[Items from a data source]
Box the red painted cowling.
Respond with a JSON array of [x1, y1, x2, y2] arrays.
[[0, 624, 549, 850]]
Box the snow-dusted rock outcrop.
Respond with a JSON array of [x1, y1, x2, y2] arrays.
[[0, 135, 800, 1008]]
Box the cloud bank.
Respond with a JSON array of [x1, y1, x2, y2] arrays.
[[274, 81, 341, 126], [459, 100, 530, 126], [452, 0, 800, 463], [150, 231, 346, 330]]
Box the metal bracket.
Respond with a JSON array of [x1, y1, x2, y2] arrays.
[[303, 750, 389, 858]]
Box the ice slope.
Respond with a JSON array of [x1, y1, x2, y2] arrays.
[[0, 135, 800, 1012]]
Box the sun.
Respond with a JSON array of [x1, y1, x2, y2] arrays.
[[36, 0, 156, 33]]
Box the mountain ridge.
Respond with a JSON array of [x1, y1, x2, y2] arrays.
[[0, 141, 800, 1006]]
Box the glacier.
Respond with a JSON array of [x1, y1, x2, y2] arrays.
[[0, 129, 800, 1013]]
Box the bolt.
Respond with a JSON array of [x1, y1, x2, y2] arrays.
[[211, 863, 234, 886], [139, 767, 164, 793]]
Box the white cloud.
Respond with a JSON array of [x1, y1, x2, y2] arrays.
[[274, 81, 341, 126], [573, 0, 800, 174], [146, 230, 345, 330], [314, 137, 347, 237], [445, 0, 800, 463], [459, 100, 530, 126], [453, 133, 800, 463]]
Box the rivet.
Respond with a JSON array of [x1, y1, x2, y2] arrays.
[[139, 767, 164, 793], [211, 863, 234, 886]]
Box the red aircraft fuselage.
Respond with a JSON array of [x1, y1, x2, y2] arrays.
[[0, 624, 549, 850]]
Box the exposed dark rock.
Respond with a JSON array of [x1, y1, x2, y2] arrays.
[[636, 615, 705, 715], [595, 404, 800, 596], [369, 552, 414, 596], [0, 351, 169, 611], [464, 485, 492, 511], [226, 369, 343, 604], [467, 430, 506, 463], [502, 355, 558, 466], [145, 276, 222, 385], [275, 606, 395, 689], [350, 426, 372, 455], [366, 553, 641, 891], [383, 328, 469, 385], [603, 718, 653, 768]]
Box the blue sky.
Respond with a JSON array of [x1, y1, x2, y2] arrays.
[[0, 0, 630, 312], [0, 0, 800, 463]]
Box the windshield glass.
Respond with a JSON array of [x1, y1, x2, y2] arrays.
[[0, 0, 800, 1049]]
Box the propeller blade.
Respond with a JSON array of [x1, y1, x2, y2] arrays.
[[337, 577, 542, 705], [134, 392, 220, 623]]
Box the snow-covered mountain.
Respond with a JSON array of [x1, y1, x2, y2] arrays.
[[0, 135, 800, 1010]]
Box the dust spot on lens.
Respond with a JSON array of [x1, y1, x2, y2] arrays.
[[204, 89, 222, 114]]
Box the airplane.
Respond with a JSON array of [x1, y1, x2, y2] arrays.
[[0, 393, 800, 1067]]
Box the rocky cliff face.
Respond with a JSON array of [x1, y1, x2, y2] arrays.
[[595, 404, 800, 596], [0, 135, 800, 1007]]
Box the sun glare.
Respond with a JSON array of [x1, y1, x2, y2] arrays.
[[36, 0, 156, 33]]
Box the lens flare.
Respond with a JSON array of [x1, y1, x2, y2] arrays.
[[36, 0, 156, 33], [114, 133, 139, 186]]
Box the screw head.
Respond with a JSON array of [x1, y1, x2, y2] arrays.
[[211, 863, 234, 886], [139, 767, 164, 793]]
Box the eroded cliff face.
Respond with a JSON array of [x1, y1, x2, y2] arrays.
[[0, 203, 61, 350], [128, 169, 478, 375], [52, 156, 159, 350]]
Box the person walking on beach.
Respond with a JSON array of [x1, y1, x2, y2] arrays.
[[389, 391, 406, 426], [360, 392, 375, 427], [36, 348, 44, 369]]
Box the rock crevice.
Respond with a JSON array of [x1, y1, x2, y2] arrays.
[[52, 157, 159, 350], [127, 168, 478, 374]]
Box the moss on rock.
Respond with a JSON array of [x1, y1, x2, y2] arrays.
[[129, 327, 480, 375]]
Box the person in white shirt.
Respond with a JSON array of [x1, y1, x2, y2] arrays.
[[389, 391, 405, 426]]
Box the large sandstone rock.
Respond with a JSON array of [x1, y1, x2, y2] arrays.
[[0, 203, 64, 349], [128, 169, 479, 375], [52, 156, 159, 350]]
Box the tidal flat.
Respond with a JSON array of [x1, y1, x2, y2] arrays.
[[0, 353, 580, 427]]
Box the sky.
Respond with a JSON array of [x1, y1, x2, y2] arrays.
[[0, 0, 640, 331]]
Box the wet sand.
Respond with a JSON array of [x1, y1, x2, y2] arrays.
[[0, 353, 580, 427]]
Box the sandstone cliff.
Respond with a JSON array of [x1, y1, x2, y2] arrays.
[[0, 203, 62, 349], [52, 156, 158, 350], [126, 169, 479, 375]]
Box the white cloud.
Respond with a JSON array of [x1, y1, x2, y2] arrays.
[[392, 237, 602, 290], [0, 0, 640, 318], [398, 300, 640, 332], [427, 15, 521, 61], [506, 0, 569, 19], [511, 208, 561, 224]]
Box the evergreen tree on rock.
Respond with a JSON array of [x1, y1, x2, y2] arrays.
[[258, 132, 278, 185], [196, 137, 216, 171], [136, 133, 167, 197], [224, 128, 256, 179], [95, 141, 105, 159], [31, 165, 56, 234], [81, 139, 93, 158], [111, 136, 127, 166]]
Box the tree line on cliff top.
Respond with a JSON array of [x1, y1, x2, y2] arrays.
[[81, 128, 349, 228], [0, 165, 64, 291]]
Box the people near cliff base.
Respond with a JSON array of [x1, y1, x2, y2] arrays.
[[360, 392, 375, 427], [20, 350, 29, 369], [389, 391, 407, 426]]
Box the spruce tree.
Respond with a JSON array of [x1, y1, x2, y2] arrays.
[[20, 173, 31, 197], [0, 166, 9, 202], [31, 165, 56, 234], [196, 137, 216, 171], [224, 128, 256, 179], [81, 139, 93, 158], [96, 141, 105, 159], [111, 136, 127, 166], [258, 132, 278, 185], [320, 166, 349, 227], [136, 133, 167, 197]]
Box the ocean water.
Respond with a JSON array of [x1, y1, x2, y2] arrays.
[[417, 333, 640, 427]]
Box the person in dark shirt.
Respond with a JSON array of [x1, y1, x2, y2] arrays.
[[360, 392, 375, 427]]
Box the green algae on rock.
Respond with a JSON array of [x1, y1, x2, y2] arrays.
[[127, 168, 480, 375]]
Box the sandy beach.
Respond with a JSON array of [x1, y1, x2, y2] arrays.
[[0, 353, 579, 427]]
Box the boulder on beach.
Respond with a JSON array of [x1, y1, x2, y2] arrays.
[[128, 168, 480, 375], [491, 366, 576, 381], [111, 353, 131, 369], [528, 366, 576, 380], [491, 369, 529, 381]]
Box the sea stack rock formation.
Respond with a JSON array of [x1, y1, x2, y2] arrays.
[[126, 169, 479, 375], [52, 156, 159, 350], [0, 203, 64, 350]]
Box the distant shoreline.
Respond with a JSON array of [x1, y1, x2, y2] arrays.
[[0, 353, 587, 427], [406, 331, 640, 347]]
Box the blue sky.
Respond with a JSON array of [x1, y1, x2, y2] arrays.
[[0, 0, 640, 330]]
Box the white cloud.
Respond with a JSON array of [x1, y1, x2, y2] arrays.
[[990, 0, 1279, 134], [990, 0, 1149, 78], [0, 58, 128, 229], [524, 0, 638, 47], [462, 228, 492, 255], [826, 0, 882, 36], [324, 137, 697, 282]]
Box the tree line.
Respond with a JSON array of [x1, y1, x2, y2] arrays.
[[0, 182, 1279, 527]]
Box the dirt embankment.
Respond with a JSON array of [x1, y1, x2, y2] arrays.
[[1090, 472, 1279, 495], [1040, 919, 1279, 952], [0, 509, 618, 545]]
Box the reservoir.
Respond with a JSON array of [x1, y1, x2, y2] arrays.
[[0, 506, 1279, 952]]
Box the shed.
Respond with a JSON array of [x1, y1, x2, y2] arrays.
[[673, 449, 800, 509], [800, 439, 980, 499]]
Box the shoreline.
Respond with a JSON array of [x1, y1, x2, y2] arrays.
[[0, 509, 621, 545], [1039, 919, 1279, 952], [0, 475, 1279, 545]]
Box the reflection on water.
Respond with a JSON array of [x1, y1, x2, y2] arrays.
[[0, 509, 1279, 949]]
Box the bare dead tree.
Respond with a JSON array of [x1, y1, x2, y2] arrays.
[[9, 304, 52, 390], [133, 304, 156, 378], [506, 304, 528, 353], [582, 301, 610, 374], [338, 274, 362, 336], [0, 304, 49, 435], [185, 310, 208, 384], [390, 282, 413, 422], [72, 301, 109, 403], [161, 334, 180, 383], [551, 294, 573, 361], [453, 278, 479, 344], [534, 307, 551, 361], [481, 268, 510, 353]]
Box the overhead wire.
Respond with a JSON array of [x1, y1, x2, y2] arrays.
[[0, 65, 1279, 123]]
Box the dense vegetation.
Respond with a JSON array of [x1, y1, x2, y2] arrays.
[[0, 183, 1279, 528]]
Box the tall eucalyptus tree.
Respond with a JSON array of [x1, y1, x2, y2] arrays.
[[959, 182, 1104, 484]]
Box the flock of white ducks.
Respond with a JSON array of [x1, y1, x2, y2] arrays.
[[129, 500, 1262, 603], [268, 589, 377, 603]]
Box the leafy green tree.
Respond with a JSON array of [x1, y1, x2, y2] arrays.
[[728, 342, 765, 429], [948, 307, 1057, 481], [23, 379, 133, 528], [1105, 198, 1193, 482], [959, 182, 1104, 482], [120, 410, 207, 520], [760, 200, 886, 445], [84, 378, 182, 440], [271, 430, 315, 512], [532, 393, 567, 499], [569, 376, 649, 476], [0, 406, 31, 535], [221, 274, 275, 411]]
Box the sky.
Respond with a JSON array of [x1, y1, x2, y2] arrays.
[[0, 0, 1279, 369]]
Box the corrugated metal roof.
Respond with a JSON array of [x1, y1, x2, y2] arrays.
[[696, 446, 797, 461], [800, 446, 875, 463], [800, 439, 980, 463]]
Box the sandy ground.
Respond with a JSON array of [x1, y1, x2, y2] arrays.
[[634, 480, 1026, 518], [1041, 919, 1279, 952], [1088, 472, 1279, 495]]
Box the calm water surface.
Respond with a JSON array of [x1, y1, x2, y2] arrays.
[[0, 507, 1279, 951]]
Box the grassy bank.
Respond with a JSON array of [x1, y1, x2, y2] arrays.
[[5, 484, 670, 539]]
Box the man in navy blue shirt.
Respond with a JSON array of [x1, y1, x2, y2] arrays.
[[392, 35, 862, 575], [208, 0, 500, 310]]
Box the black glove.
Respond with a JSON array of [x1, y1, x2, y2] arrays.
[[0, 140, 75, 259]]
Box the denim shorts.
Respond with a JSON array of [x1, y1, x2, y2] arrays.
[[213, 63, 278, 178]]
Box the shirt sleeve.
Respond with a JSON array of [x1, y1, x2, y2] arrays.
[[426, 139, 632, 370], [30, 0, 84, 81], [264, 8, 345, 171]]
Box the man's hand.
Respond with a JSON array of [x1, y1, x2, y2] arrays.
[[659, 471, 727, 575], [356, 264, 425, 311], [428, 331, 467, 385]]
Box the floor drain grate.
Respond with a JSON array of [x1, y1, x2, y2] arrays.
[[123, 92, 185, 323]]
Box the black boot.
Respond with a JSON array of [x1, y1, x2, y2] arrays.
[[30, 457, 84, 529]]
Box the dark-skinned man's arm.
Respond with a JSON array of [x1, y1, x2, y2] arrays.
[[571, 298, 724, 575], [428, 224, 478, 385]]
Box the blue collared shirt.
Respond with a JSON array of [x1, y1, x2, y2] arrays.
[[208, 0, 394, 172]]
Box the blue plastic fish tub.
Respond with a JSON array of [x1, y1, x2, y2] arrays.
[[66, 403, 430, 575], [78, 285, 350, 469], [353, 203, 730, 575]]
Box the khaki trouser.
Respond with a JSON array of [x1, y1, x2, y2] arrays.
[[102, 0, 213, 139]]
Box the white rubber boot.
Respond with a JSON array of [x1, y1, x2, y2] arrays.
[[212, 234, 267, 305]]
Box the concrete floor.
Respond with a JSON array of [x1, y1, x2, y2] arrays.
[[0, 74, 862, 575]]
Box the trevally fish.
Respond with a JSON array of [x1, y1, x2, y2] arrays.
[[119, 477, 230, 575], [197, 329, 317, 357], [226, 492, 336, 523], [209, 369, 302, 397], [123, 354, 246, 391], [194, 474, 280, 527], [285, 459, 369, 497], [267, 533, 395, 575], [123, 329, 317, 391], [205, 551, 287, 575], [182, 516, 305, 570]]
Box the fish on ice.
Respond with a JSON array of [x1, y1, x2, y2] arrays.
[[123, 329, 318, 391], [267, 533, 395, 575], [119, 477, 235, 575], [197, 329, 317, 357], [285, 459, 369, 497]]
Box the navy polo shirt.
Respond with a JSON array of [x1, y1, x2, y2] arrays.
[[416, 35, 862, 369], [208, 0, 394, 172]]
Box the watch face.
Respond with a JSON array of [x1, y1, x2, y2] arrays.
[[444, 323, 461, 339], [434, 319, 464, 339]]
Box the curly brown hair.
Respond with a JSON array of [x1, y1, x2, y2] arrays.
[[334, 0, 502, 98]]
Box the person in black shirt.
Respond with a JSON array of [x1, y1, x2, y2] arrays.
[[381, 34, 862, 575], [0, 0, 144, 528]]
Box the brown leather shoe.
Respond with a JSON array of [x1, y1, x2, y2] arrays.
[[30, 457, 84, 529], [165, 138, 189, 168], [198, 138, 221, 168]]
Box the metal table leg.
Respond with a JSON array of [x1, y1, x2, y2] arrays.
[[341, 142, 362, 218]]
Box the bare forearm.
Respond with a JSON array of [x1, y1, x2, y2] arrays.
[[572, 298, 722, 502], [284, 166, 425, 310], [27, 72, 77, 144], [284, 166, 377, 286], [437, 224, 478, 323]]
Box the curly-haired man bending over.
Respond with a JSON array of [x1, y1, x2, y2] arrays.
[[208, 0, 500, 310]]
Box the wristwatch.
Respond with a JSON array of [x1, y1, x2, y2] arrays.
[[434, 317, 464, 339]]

WHAT THE EXERCISE ASKS: Starting at the line that has "Box the metal table leg." and stopping after the line that has "[[208, 0, 500, 310]]", edit those lines so "bare forearm" becomes "exposed forearm", with everything else left as it is.

RESPONSE TO THE TASK:
Box the metal table leg.
Respond with a JSON array of [x1, y1, x2, y2] arrays.
[[341, 142, 362, 218]]
Box the exposed forearm.
Respond with a JSON array of [x1, y1, x2, y2] arrays.
[[572, 298, 722, 502], [284, 166, 425, 310], [27, 72, 77, 144], [284, 166, 377, 286], [437, 224, 478, 323]]
Box the curly-haired man bending over.
Respond with a JSON array of [x1, y1, x2, y2] arrays.
[[208, 0, 500, 310]]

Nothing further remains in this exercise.